> [ZIEL DER AUFGABE]:
Schreiben Sie aus dem Text über Schwangerschaft und Auge den Teil zwischen „September, 10, 2023“ und „schwangerschaftsbedingten Veränderungen beeinflusst.“ Wort für Wort ab, beide Stellen eingeschlossen.

> [AUSGEWÄHLTER ABSCHNITT]:
September, 10, 2023
Schwangerschaft und Auge
Eines der schönsten und beeindruckendsten Ereignisse im Leben einer Frau ist die Schwangerschaft. Neben den emotionalen Veränderungen wird das Allgemeinbefinden stark von den körperlichen Begleiterscheinungen, die auch die Augen betreffen können, beeinflusst.
Das Auge zählt zu den am besten durchblutesten Organe des gesamten Körpers. Seine Blutversorgung, die über eine eigene Arterie erfolgt, ist eng an die Blutversorgung des Gehirns gebunden. Des Weiteren ist das Auge überdurchschnittlich stark an den Hirnnervenpaaren beteiligt. Insgesamt sechs von den zwölf Hirnnervenpaaren dienen der Innervation der Augen. Diese und viele andere anatomische Details, wie die enorme Stoffwechselrate und die hohe Sinneszelldichte, werden durch die physiologischen, schwangerschaftsbedingten Veränderungen beeinflusst.
Harmlose Veränderungen am Auge und leichte Sehstörungen kommen in der Schwangerschaft häufig vor. Nur eine geringe Anzahl werdender Mütter, etwa 15%, sind davon stärker betroffen. Oft genug sind die meist gefahrlosen Veränderungen jedoch der Grund zur Besorgnis. Häufig gestellte Fragen von Frauen mit bestehenden Augenerkrankungen, beziehen sich auf die Auswirkung ihrer Augensituation, auf die Anwendung von Medikamenten zu therapeutischen und diagnostischen Zwecken oder den Einfluss auf das ungeborene Kind und den Geburtsvorgang.
Fast alle werdenden Mütter haben leichte Veränderungen der Netzhautgefäße. Stärker sind diese Merkmale nur bei Präeklampsie, Eklampsie und arterieller Hypertonie zu beobachten. Erfahrungsgemäß sind die Tränenfilmzusammensetzung und die möglichen Glasstärkenänderungen erste Anzeichen für die schwangerschaftsbedingten Veränderungen im gesamten Körper.
Bild 1: Mit Fluoreszein angefärbte, trockene Stellen am Auge
Positive oder gutartige Veränderungen
Physiologische und somit gutartige Augenveränderung können vor und auch nach der Schwangerschaft auftreten. Dabei kann jede Struktur am und im Auge betroffen sein.

> [GEGEBENE DATEN]:
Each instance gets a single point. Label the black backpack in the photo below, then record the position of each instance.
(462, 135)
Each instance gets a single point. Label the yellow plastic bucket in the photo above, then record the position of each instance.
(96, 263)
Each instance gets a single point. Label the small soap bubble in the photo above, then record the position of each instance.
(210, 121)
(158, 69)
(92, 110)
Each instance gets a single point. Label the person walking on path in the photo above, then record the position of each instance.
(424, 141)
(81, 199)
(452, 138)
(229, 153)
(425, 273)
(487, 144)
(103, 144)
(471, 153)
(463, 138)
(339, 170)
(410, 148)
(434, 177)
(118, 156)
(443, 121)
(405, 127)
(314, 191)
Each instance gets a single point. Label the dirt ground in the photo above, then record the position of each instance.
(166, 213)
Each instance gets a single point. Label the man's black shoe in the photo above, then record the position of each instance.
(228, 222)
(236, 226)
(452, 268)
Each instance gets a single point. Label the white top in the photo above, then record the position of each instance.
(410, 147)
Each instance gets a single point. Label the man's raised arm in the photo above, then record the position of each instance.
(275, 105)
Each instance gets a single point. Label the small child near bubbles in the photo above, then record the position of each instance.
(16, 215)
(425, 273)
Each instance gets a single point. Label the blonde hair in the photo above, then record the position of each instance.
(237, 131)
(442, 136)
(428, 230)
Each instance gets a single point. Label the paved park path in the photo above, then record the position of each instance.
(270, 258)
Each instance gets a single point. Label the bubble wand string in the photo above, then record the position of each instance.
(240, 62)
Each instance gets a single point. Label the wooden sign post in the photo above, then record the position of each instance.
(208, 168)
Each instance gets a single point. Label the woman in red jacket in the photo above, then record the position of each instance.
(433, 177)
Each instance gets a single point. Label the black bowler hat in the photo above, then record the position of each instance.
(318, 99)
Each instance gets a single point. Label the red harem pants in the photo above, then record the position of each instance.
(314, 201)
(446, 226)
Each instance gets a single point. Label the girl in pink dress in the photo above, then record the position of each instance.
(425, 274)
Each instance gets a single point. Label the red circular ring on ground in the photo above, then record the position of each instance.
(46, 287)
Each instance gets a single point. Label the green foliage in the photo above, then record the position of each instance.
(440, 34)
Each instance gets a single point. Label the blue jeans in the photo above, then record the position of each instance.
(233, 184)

> [ENDGÜLTIGE ANTWORT]:
September, 10, 2023
Schwangerschaft und Auge
Eines der schönsten und beeindruckendsten Ereignisse im Leben einer Frau ist die Schwangerschaft. Neben den emotionalen Veränderungen wird das Allgemeinbefinden stark von den körperlichen Begleiterscheinungen, die auch die Augen betreffen können, beeinflusst.
Das Auge zählt zu den am besten durchblutesten Organe des gesamten Körpers. Seine Blutversorgung, die über eine eigene Arterie erfolgt, ist eng an die Blutversorgung des Gehirns gebunden. Des Weiteren ist das Auge überdurchschnittlich stark an den Hirnnervenpaaren beteiligt. Insgesamt sechs von den zwölf Hirnnervenpaaren dienen der Innervation der Augen. Diese und viele andere anatomische Details, wie die enorme Stoffwechselrate und die hohe Sinneszelldichte, werden durch die physiologischen, schwangerschaftsbedingten Veränderungen beeinflusst.